Count the lines in the material below that contain the string "shorts", with case significant, and reply with the number alone.

Records for this exercise:
-=-=-

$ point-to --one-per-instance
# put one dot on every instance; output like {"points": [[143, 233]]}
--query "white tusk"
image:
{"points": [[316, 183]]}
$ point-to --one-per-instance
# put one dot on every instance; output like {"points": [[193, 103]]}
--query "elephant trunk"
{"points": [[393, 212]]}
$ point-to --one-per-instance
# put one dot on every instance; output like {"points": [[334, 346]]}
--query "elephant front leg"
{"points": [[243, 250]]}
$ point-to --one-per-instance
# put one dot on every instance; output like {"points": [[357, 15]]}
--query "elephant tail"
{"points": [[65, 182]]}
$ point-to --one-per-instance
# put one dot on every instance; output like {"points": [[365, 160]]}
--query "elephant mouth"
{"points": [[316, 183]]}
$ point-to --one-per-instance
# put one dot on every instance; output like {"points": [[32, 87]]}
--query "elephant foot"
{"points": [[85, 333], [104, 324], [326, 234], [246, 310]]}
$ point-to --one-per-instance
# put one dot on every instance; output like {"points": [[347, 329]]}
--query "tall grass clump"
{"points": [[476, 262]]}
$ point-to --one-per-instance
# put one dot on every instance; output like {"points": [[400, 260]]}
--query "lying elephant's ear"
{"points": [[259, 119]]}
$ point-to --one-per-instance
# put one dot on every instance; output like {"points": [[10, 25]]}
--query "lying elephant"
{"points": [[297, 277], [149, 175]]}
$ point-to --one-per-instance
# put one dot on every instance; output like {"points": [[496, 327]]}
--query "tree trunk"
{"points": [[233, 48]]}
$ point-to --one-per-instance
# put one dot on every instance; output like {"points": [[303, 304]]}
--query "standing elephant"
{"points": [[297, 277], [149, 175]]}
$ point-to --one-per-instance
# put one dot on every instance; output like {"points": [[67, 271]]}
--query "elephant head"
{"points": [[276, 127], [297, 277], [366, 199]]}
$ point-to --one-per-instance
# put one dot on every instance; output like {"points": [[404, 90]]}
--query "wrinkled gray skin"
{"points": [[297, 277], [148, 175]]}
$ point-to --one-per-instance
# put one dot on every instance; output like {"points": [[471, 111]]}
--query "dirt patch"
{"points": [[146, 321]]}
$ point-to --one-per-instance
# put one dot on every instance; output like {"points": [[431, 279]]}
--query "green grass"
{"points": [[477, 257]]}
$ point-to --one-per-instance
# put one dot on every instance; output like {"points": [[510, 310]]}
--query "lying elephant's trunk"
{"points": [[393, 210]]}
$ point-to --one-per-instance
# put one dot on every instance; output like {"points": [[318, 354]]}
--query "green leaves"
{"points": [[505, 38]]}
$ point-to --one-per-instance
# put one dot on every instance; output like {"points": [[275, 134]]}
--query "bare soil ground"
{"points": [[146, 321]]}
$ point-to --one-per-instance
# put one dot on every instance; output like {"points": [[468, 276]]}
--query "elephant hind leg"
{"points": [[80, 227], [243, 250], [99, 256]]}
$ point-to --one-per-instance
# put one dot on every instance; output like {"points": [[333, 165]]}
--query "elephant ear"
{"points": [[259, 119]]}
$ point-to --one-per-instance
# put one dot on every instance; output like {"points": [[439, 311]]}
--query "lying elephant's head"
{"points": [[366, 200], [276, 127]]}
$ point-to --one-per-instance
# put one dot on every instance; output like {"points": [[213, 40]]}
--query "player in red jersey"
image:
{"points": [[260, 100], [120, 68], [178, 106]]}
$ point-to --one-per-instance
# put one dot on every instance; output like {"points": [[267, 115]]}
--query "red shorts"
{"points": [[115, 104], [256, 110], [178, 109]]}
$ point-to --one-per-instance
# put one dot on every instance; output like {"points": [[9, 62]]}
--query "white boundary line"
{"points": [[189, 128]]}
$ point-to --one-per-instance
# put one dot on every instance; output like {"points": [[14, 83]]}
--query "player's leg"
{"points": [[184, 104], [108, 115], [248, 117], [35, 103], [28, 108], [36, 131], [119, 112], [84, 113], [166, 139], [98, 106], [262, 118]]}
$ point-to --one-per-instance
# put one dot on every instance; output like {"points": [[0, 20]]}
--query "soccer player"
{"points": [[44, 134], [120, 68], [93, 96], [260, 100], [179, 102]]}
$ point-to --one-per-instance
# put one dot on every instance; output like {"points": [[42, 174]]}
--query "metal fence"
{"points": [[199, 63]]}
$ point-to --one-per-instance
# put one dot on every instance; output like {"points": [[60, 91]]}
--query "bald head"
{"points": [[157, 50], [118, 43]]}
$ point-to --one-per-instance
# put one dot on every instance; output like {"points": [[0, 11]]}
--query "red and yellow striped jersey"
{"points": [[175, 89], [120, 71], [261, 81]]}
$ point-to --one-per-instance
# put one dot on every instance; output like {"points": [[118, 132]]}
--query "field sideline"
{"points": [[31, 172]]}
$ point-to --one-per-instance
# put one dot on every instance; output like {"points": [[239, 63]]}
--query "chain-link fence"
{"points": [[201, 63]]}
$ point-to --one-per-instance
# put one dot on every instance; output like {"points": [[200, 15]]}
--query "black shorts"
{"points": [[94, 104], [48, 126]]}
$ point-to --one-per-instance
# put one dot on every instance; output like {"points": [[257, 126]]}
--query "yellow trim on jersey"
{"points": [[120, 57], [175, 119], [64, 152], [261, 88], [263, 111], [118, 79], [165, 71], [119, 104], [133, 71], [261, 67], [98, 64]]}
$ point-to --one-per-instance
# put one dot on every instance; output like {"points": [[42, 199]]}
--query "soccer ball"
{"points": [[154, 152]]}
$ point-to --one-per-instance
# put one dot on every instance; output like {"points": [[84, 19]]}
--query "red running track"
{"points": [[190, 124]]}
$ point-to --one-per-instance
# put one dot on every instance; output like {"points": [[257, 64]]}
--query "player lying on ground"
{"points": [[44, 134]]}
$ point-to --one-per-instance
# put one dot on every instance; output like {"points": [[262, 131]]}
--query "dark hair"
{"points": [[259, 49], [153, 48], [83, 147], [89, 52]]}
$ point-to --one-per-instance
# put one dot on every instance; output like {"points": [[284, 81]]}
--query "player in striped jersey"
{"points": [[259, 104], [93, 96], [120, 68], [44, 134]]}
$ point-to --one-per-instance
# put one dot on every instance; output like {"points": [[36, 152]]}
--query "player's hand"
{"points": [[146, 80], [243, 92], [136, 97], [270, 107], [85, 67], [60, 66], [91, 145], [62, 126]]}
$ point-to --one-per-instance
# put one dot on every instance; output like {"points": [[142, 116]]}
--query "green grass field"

-=-=-

Answer to the exercise: 2